Opgeslagen gegevens
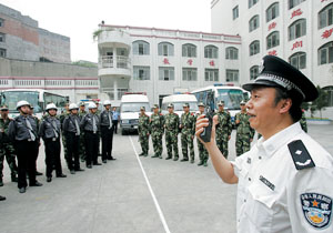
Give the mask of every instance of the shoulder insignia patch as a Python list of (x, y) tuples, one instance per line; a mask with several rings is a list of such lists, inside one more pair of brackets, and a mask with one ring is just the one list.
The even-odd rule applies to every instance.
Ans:
[(289, 143), (287, 148), (293, 158), (296, 170), (310, 169), (315, 166), (302, 140), (295, 140)]
[(301, 205), (306, 222), (317, 230), (330, 225), (332, 199), (319, 193), (302, 193)]

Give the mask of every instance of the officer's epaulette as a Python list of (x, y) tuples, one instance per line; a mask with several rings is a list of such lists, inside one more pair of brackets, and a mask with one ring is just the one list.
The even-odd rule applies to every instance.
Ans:
[(287, 144), (287, 148), (293, 158), (296, 170), (311, 169), (315, 166), (302, 140), (292, 141)]

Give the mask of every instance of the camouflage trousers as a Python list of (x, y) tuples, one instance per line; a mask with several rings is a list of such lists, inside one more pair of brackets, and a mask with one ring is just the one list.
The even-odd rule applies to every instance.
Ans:
[(159, 131), (158, 132), (153, 132), (151, 134), (151, 141), (153, 143), (154, 154), (157, 156), (161, 156), (162, 152), (163, 152), (162, 136), (163, 136), (163, 133), (161, 133)]
[(228, 142), (229, 142), (229, 135), (226, 133), (219, 134), (216, 132), (216, 145), (221, 153), (224, 155), (225, 159), (228, 159)]
[(193, 145), (192, 136), (193, 135), (189, 132), (182, 132), (181, 134), (183, 159), (189, 159), (189, 153), (188, 153), (188, 146), (189, 146), (191, 160), (194, 160), (194, 145)]
[(148, 154), (149, 151), (149, 135), (148, 133), (139, 133), (139, 142), (143, 154)]
[(165, 145), (168, 151), (168, 158), (172, 158), (172, 149), (174, 158), (179, 158), (178, 154), (178, 132), (165, 131)]
[(16, 160), (16, 151), (11, 143), (2, 143), (0, 145), (0, 180), (3, 178), (3, 161), (4, 158), (9, 165), (10, 172), (12, 176), (18, 174), (18, 165)]
[(251, 148), (251, 138), (250, 134), (236, 134), (235, 148), (236, 148), (236, 155), (240, 156), (243, 153), (250, 151)]
[(85, 161), (87, 153), (85, 153), (85, 143), (84, 143), (84, 132), (80, 133), (80, 148), (79, 148), (79, 155), (81, 159), (81, 162)]
[(198, 151), (199, 151), (199, 159), (202, 162), (206, 162), (209, 159), (209, 153), (204, 145), (200, 142), (199, 139), (196, 139), (196, 144), (198, 144)]

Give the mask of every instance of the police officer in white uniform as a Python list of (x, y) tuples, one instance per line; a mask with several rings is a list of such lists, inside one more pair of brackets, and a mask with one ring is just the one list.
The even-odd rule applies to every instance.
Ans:
[[(238, 183), (239, 233), (332, 233), (333, 158), (302, 131), (301, 103), (319, 93), (313, 83), (287, 62), (272, 55), (246, 103), (250, 124), (262, 138), (230, 162), (211, 142), (204, 143), (214, 169), (226, 183)], [(196, 136), (208, 125), (199, 116)]]

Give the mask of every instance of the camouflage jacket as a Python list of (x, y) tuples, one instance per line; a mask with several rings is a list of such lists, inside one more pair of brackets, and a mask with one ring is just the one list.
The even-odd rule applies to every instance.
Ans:
[(231, 123), (231, 116), (230, 113), (226, 111), (218, 112), (218, 124), (216, 124), (216, 133), (228, 133), (228, 135), (231, 135), (232, 131), (232, 123)]
[(147, 135), (150, 133), (150, 123), (149, 123), (149, 116), (147, 114), (139, 116), (139, 125), (138, 125), (139, 134)]
[(8, 118), (6, 121), (4, 119), (0, 118), (0, 142), (10, 142), (8, 136), (8, 126), (12, 119)]
[(249, 119), (250, 116), (246, 113), (239, 112), (235, 115), (235, 122), (240, 121), (240, 123), (236, 123), (238, 133), (250, 134), (250, 138), (253, 139), (255, 131), (250, 126)]
[(164, 119), (165, 130), (179, 133), (179, 115), (176, 113), (168, 113)]
[(181, 116), (182, 133), (190, 133), (194, 135), (195, 118), (193, 113), (183, 113)]
[(164, 115), (162, 115), (161, 113), (151, 114), (150, 129), (151, 129), (152, 133), (155, 131), (163, 133), (164, 132)]

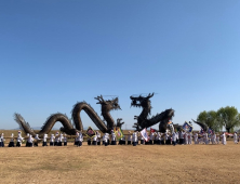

**Opdracht**
Vervang in alle regels hierboven "shoulder insignia patch" door "shoulder patch" en laat al het andere ongewijzigd. Laat de afbeeldingen weg uit je antwoord.

**Resultaat**
Give the mask of every instance of the shoulder patch as a Python list of (x, y) tuples, one instance per line; a mask with several rings is a list of such lists, inside one more pair of brackets, and a mask with one ring is just the one list.
The even-odd rule applies to every instance.
Ans:
[(289, 143), (287, 148), (293, 158), (296, 170), (310, 169), (315, 166), (302, 140), (295, 140)]
[(301, 205), (306, 222), (317, 230), (330, 225), (332, 199), (319, 193), (302, 193)]

Give the mask of every instance of the officer's epaulette as a Python list of (x, y) tuples, one instance per line; a mask with several rings is a list of such lists, inside one more pair of brackets, and a mask with one ring is just the one list.
The even-odd rule applies to every instance.
Ans:
[(287, 144), (287, 148), (293, 158), (296, 170), (311, 169), (315, 166), (302, 140), (292, 141)]

Give the mask of every instance of the camouflage trousers as a Python list of (x, y) tuples, one instance per line; a mask with several rings is a list of such lists, inside one more pair of brackets, and a mask with one ring is just the one list.
The even-odd rule applies to every instance.
Ans:
[(159, 131), (158, 132), (153, 132), (151, 134), (151, 141), (153, 143), (154, 154), (157, 156), (161, 156), (162, 152), (163, 152), (162, 136), (163, 136), (163, 133), (161, 133)]
[(228, 142), (229, 142), (229, 135), (226, 133), (219, 134), (216, 132), (216, 145), (221, 153), (224, 155), (225, 159), (228, 159)]
[(193, 145), (192, 136), (193, 135), (189, 132), (182, 132), (181, 134), (183, 159), (189, 159), (189, 153), (188, 153), (188, 146), (189, 146), (191, 160), (194, 160), (194, 145)]
[(148, 154), (149, 151), (149, 135), (148, 133), (139, 133), (139, 142), (143, 154)]
[(165, 145), (168, 151), (168, 158), (172, 158), (172, 149), (174, 158), (179, 158), (178, 154), (178, 132), (165, 131)]
[(16, 160), (16, 151), (11, 143), (2, 143), (0, 145), (0, 180), (3, 178), (3, 161), (4, 158), (9, 165), (10, 172), (12, 176), (18, 174), (18, 165)]
[(251, 148), (251, 138), (250, 134), (236, 134), (235, 148), (236, 148), (236, 155), (240, 156), (243, 153), (250, 151)]
[(85, 161), (87, 153), (85, 153), (85, 143), (84, 143), (84, 132), (80, 133), (80, 148), (79, 148), (79, 155), (81, 159), (81, 162)]
[(198, 151), (199, 151), (199, 159), (202, 162), (206, 162), (209, 159), (209, 153), (204, 145), (200, 142), (199, 139), (196, 139), (196, 144), (198, 144)]

Give the mask of every instance of the police officer in white uniform as a Python list of (x, y) tuples, one instance per line; a mask with several rings is a list of such lists, inside one more pair of brackets, and a mask with one ring is just the one list.
The even-odd rule applies to every instance.
Ans:
[[(238, 183), (239, 233), (332, 233), (333, 158), (302, 131), (301, 103), (319, 93), (313, 83), (287, 62), (272, 55), (246, 103), (250, 124), (262, 138), (230, 162), (211, 142), (204, 143), (214, 169), (226, 183)], [(196, 136), (208, 125), (199, 116)]]

Give the mask of every instance of the camouflage jacket as a Python list of (x, y) tuples, one instance per line; a mask with several rings is a list of such lists, inside one more pair of brackets, and a mask with one ring is just the one list.
The even-odd rule applies to every instance.
Ans:
[(231, 123), (231, 116), (230, 113), (226, 111), (218, 112), (218, 124), (216, 124), (216, 133), (228, 133), (228, 135), (231, 135), (232, 131), (232, 123)]
[(147, 135), (150, 133), (150, 123), (149, 123), (149, 116), (147, 114), (139, 116), (139, 125), (138, 125), (139, 134)]
[(8, 118), (6, 121), (4, 119), (0, 118), (0, 142), (10, 142), (8, 136), (8, 126), (12, 119)]
[(249, 119), (250, 116), (246, 113), (239, 112), (235, 115), (235, 122), (240, 121), (240, 123), (236, 123), (238, 133), (250, 134), (250, 138), (253, 139), (255, 131), (250, 126)]
[(164, 119), (165, 130), (179, 133), (179, 115), (176, 113), (168, 113)]
[(181, 116), (182, 133), (190, 133), (194, 135), (195, 118), (193, 113), (183, 113)]
[(164, 115), (162, 115), (161, 113), (151, 114), (150, 129), (151, 129), (152, 133), (155, 131), (163, 133), (164, 132)]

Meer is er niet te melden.